Set exercise: In the records, from the line with "Detect all occurrences of wall-mounted" to the line with "[457,19,568,268]", rename "lantern" to "lamp". Write out only those lines, with nothing else changed.

Data excerpts:
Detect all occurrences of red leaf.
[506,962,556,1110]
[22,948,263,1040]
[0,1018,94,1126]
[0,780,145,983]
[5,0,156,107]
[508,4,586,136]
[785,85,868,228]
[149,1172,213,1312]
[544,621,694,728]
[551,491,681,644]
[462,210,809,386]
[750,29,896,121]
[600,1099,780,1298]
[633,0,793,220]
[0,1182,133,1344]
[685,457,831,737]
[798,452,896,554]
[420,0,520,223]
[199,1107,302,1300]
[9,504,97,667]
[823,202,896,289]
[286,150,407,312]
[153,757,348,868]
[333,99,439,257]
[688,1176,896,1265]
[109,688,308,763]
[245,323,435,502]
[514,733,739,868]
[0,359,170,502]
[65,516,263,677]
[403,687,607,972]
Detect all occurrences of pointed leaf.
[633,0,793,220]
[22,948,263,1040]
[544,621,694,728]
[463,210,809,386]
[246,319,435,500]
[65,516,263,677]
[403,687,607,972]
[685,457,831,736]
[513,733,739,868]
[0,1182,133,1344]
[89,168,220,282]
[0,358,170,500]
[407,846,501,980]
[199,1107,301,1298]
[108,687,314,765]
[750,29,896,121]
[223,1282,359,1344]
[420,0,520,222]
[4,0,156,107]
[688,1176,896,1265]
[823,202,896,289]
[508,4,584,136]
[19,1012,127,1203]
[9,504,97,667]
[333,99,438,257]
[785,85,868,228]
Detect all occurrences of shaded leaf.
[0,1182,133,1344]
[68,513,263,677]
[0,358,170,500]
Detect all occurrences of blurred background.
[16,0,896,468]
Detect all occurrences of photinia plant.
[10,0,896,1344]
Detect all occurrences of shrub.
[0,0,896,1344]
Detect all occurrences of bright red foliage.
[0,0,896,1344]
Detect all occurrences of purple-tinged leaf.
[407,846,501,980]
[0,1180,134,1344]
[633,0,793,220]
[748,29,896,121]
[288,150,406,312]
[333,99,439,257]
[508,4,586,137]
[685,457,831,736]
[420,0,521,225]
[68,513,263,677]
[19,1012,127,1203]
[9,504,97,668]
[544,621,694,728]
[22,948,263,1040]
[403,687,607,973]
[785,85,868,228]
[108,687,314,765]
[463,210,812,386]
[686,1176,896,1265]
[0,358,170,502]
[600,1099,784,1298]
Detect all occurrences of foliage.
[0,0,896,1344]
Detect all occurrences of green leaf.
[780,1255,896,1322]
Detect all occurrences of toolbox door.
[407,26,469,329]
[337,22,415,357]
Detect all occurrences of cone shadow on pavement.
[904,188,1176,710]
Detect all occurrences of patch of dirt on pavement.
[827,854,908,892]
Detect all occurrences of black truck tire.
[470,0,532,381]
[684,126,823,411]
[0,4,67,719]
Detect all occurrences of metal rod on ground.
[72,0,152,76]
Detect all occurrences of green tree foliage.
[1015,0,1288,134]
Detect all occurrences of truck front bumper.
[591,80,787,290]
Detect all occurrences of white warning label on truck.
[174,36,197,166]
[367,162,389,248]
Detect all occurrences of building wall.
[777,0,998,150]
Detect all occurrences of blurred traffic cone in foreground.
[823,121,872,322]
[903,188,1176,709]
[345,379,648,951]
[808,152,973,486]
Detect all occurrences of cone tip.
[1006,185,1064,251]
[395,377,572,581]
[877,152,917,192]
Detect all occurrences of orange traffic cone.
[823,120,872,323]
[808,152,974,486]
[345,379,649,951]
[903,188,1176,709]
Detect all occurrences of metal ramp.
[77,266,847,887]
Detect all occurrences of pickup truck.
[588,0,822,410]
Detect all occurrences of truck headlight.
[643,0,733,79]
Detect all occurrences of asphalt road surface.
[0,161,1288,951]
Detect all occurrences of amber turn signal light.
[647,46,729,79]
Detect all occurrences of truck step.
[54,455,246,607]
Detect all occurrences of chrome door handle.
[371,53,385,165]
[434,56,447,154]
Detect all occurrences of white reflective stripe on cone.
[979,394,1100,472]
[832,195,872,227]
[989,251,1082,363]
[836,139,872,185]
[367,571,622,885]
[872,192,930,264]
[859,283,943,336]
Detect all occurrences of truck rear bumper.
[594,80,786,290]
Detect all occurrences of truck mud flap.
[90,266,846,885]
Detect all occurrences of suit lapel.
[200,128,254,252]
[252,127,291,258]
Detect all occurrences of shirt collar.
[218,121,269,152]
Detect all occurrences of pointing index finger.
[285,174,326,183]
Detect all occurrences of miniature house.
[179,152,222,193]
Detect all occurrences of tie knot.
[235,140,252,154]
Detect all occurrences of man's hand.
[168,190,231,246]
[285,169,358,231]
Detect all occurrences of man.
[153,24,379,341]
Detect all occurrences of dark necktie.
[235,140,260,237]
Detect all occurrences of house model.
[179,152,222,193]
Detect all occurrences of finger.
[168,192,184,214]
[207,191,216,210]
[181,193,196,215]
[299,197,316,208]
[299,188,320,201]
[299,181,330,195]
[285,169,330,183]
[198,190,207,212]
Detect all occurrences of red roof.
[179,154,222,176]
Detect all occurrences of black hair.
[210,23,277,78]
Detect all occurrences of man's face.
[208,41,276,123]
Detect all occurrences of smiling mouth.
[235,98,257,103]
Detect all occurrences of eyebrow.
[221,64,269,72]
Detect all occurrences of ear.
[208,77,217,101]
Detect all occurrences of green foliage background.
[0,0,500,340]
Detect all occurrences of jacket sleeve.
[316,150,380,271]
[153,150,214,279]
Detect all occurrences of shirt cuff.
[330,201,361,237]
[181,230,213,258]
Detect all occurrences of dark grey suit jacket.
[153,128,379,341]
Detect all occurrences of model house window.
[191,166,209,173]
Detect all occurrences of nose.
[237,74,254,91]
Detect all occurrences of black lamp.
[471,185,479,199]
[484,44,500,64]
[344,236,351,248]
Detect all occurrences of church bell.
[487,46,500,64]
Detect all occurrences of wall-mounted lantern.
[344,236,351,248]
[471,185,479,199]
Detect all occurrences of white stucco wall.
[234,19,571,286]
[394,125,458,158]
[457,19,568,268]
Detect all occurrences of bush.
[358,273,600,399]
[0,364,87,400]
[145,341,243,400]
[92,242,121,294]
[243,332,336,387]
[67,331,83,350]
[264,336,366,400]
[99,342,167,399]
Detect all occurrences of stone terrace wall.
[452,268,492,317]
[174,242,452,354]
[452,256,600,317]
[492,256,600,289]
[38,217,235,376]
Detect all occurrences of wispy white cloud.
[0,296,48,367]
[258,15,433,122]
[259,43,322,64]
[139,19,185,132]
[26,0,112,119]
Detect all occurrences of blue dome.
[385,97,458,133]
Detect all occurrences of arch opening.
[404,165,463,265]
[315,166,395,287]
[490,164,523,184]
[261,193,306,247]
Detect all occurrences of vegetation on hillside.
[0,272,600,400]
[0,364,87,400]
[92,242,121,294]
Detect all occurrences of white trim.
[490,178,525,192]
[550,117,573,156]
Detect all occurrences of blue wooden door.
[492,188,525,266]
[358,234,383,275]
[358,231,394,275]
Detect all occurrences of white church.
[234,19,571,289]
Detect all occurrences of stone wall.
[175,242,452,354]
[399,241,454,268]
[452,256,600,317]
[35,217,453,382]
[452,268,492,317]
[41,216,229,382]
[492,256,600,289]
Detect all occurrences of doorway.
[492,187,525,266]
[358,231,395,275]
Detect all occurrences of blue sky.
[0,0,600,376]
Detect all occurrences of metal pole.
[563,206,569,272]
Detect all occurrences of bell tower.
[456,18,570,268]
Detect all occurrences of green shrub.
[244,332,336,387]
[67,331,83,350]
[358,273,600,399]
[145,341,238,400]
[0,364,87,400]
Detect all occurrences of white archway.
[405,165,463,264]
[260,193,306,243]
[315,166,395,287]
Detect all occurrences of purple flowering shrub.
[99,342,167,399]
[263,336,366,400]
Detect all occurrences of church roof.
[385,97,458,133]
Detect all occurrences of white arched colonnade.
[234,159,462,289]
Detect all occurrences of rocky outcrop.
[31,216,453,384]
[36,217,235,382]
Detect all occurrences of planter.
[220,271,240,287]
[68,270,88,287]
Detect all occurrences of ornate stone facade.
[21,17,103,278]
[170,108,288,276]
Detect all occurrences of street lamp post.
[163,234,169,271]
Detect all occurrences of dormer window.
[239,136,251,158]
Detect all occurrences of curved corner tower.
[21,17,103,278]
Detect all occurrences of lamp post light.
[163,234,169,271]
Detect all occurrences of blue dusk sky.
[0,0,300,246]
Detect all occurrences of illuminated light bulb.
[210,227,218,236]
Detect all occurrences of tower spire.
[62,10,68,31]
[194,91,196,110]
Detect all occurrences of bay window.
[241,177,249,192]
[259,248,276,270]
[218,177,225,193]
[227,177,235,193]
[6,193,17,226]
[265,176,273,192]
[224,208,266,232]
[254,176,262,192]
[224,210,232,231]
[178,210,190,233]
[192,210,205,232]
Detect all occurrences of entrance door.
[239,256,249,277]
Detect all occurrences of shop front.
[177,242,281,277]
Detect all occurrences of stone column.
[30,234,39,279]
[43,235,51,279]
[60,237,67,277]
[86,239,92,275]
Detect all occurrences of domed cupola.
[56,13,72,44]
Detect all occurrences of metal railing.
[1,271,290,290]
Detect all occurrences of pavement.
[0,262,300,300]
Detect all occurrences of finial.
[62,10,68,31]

Full solution:
Detect all occurrences of wall-mounted lamp.
[344,236,351,248]
[471,185,479,199]
Detect all occurrences of white stucco wall.
[234,19,571,286]
[394,125,458,158]
[457,19,568,268]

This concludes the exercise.